→ MATERIAL FOR THIS EXERCISE:
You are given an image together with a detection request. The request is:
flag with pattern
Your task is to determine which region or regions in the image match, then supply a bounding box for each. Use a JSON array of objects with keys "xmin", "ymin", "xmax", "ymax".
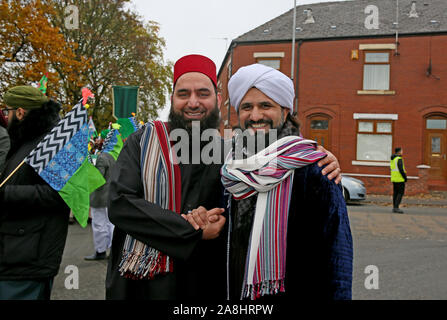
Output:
[{"xmin": 25, "ymin": 103, "xmax": 105, "ymax": 227}]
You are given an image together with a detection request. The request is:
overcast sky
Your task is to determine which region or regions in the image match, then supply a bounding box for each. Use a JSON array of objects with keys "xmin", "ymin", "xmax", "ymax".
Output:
[{"xmin": 128, "ymin": 0, "xmax": 348, "ymax": 120}]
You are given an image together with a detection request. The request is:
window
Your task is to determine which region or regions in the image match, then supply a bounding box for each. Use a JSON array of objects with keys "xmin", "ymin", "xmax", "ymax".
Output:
[
  {"xmin": 363, "ymin": 51, "xmax": 390, "ymax": 90},
  {"xmin": 427, "ymin": 119, "xmax": 447, "ymax": 130},
  {"xmin": 357, "ymin": 120, "xmax": 393, "ymax": 161},
  {"xmin": 256, "ymin": 58, "xmax": 281, "ymax": 70}
]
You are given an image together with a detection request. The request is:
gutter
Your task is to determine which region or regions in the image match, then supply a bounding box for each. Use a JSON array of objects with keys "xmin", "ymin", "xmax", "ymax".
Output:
[{"xmin": 293, "ymin": 40, "xmax": 303, "ymax": 115}]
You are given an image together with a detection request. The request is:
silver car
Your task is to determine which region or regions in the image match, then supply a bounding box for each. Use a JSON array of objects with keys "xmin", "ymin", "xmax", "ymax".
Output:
[{"xmin": 341, "ymin": 176, "xmax": 366, "ymax": 202}]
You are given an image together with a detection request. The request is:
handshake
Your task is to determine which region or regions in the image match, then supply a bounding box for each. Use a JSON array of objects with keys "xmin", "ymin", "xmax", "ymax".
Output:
[{"xmin": 182, "ymin": 207, "xmax": 226, "ymax": 240}]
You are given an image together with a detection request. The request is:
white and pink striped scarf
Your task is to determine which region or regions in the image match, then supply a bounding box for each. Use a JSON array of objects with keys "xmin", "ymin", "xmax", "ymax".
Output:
[{"xmin": 221, "ymin": 136, "xmax": 326, "ymax": 300}]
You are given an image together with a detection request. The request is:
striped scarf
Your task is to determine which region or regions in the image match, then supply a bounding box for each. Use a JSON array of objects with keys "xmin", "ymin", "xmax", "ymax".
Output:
[
  {"xmin": 119, "ymin": 121, "xmax": 181, "ymax": 279},
  {"xmin": 221, "ymin": 136, "xmax": 326, "ymax": 300}
]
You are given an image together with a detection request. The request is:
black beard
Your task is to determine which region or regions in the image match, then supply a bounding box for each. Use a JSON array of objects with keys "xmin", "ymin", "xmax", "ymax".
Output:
[
  {"xmin": 168, "ymin": 103, "xmax": 220, "ymax": 137},
  {"xmin": 233, "ymin": 119, "xmax": 300, "ymax": 158}
]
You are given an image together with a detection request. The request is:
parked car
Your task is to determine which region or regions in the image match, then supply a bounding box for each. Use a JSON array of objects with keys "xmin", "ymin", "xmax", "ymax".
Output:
[{"xmin": 341, "ymin": 176, "xmax": 366, "ymax": 202}]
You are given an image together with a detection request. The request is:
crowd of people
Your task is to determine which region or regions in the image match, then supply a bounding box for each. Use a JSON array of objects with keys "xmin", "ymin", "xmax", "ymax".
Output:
[{"xmin": 0, "ymin": 55, "xmax": 353, "ymax": 301}]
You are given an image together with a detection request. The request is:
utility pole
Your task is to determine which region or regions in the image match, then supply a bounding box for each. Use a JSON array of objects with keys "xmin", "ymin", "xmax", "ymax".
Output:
[{"xmin": 290, "ymin": 0, "xmax": 296, "ymax": 81}]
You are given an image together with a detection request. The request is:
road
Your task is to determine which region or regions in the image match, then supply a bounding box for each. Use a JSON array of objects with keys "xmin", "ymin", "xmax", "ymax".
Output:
[{"xmin": 52, "ymin": 204, "xmax": 447, "ymax": 300}]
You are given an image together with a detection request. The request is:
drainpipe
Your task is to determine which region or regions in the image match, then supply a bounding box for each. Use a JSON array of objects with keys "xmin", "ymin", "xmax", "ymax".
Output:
[
  {"xmin": 227, "ymin": 43, "xmax": 236, "ymax": 125},
  {"xmin": 293, "ymin": 40, "xmax": 303, "ymax": 115}
]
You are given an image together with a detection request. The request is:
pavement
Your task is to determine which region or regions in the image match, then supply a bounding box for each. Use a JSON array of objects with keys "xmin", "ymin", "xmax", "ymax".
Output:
[
  {"xmin": 51, "ymin": 192, "xmax": 447, "ymax": 300},
  {"xmin": 364, "ymin": 191, "xmax": 447, "ymax": 208}
]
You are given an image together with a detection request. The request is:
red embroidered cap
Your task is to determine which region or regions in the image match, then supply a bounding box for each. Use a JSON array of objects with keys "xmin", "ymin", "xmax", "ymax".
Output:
[{"xmin": 174, "ymin": 54, "xmax": 217, "ymax": 87}]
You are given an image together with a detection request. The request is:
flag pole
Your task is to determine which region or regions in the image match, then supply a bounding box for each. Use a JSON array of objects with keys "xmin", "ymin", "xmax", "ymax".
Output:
[{"xmin": 0, "ymin": 160, "xmax": 25, "ymax": 188}]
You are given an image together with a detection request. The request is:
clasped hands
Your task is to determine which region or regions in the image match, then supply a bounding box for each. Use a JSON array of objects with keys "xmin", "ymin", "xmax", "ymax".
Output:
[{"xmin": 182, "ymin": 206, "xmax": 226, "ymax": 240}]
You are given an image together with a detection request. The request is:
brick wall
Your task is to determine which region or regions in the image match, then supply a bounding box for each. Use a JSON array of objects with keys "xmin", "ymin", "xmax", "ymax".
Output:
[{"xmin": 219, "ymin": 35, "xmax": 447, "ymax": 193}]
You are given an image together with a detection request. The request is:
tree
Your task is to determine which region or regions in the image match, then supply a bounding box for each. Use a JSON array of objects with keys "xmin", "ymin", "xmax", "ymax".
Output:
[
  {"xmin": 0, "ymin": 0, "xmax": 88, "ymax": 103},
  {"xmin": 49, "ymin": 0, "xmax": 172, "ymax": 129}
]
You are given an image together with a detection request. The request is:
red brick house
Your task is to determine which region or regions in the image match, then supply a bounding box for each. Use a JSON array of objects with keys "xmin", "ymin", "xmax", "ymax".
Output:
[{"xmin": 218, "ymin": 0, "xmax": 447, "ymax": 194}]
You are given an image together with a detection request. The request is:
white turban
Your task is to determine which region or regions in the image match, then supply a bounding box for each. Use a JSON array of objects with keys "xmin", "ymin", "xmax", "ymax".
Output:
[{"xmin": 228, "ymin": 63, "xmax": 295, "ymax": 112}]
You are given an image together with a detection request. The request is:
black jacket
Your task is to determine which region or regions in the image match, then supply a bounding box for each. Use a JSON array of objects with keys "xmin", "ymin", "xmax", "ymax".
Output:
[
  {"xmin": 0, "ymin": 105, "xmax": 70, "ymax": 280},
  {"xmin": 106, "ymin": 130, "xmax": 226, "ymax": 301}
]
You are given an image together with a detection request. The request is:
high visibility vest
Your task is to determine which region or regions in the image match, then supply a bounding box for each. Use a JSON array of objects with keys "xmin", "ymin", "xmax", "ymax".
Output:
[{"xmin": 390, "ymin": 156, "xmax": 407, "ymax": 182}]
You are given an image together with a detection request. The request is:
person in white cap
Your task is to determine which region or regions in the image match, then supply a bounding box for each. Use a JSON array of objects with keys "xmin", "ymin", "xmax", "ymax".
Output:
[
  {"xmin": 228, "ymin": 64, "xmax": 353, "ymax": 300},
  {"xmin": 186, "ymin": 64, "xmax": 353, "ymax": 303}
]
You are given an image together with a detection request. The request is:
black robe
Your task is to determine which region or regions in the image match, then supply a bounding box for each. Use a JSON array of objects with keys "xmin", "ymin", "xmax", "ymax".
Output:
[
  {"xmin": 229, "ymin": 163, "xmax": 353, "ymax": 303},
  {"xmin": 106, "ymin": 130, "xmax": 226, "ymax": 301}
]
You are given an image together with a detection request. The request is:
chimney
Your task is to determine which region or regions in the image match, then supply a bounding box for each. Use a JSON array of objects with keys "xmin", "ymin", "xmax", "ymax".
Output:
[{"xmin": 304, "ymin": 9, "xmax": 315, "ymax": 24}]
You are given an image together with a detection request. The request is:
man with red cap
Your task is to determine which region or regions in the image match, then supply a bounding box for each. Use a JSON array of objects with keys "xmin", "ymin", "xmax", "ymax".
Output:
[
  {"xmin": 106, "ymin": 55, "xmax": 339, "ymax": 301},
  {"xmin": 106, "ymin": 55, "xmax": 226, "ymax": 300}
]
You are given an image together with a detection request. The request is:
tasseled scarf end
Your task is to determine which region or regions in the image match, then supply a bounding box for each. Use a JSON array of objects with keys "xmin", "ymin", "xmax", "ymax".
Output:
[
  {"xmin": 119, "ymin": 248, "xmax": 173, "ymax": 280},
  {"xmin": 242, "ymin": 279, "xmax": 285, "ymax": 300}
]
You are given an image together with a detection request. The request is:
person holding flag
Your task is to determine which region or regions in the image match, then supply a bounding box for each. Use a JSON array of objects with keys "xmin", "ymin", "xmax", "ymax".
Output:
[
  {"xmin": 0, "ymin": 86, "xmax": 105, "ymax": 300},
  {"xmin": 0, "ymin": 86, "xmax": 70, "ymax": 300}
]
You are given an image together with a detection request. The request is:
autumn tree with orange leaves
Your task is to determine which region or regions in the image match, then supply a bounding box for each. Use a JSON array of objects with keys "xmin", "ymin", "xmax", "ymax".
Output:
[{"xmin": 0, "ymin": 0, "xmax": 89, "ymax": 109}]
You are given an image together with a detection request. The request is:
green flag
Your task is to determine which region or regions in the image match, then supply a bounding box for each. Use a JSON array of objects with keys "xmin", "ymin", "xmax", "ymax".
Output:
[
  {"xmin": 39, "ymin": 73, "xmax": 48, "ymax": 94},
  {"xmin": 59, "ymin": 158, "xmax": 106, "ymax": 228},
  {"xmin": 113, "ymin": 86, "xmax": 139, "ymax": 119}
]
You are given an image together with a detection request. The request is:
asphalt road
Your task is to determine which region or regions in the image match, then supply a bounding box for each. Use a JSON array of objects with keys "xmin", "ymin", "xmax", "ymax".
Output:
[{"xmin": 52, "ymin": 204, "xmax": 447, "ymax": 300}]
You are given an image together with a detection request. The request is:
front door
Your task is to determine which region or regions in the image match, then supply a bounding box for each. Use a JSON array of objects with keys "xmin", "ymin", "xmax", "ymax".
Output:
[
  {"xmin": 305, "ymin": 116, "xmax": 331, "ymax": 150},
  {"xmin": 425, "ymin": 116, "xmax": 447, "ymax": 182}
]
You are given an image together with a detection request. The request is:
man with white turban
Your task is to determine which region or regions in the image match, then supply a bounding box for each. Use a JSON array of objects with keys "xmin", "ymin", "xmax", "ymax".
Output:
[{"xmin": 221, "ymin": 64, "xmax": 353, "ymax": 300}]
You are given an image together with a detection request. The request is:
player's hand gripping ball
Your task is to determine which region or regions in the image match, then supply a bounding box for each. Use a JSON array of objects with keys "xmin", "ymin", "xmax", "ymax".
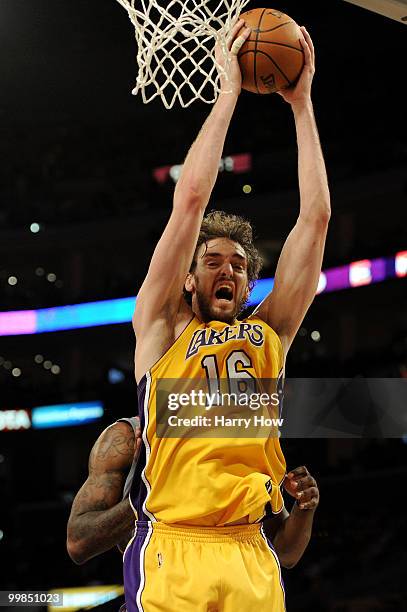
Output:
[
  {"xmin": 283, "ymin": 465, "xmax": 319, "ymax": 510},
  {"xmin": 232, "ymin": 9, "xmax": 304, "ymax": 94}
]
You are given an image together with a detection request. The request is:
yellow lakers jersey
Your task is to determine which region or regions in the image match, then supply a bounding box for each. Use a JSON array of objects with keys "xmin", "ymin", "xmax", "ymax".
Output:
[{"xmin": 130, "ymin": 317, "xmax": 285, "ymax": 526}]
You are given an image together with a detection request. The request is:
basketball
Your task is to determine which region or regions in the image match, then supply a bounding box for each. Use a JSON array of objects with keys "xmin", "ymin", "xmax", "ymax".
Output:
[{"xmin": 238, "ymin": 8, "xmax": 304, "ymax": 94}]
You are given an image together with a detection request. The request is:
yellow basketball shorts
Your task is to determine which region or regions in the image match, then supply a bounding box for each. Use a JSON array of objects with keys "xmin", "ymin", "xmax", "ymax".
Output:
[{"xmin": 123, "ymin": 521, "xmax": 285, "ymax": 612}]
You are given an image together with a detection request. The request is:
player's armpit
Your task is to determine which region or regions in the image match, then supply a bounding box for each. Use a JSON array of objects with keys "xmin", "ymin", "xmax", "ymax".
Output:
[
  {"xmin": 256, "ymin": 215, "xmax": 329, "ymax": 354},
  {"xmin": 263, "ymin": 506, "xmax": 290, "ymax": 542},
  {"xmin": 67, "ymin": 423, "xmax": 135, "ymax": 563}
]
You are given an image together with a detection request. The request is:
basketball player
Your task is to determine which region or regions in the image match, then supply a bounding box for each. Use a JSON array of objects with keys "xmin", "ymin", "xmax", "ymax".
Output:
[
  {"xmin": 67, "ymin": 417, "xmax": 320, "ymax": 565},
  {"xmin": 131, "ymin": 16, "xmax": 330, "ymax": 612}
]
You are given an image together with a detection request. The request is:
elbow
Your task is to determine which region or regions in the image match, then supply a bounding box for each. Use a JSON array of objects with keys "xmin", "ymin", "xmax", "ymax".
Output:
[{"xmin": 66, "ymin": 537, "xmax": 89, "ymax": 565}]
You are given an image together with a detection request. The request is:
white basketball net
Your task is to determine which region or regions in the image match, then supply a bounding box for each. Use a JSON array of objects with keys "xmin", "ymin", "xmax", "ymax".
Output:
[{"xmin": 118, "ymin": 0, "xmax": 249, "ymax": 108}]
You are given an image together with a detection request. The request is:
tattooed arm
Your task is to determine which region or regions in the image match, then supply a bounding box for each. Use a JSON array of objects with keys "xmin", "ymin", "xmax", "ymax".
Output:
[{"xmin": 67, "ymin": 421, "xmax": 141, "ymax": 564}]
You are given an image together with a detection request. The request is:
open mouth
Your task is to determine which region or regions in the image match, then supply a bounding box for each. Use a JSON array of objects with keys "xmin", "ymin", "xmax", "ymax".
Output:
[{"xmin": 215, "ymin": 287, "xmax": 233, "ymax": 302}]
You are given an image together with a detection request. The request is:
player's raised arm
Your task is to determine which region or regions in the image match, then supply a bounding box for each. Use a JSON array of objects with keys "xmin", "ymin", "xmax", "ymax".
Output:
[
  {"xmin": 133, "ymin": 21, "xmax": 250, "ymax": 338},
  {"xmin": 257, "ymin": 28, "xmax": 331, "ymax": 353}
]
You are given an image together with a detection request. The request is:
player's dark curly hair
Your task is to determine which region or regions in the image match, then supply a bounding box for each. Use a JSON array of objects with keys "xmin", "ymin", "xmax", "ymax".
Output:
[{"xmin": 184, "ymin": 210, "xmax": 263, "ymax": 304}]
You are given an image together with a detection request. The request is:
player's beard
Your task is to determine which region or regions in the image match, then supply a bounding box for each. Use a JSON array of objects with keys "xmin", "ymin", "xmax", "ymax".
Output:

→ STATED TASK:
Extract every line of the records that contains the string "black", matching case exactly.

→ RESPONSE:
black beard
black jacket
black robe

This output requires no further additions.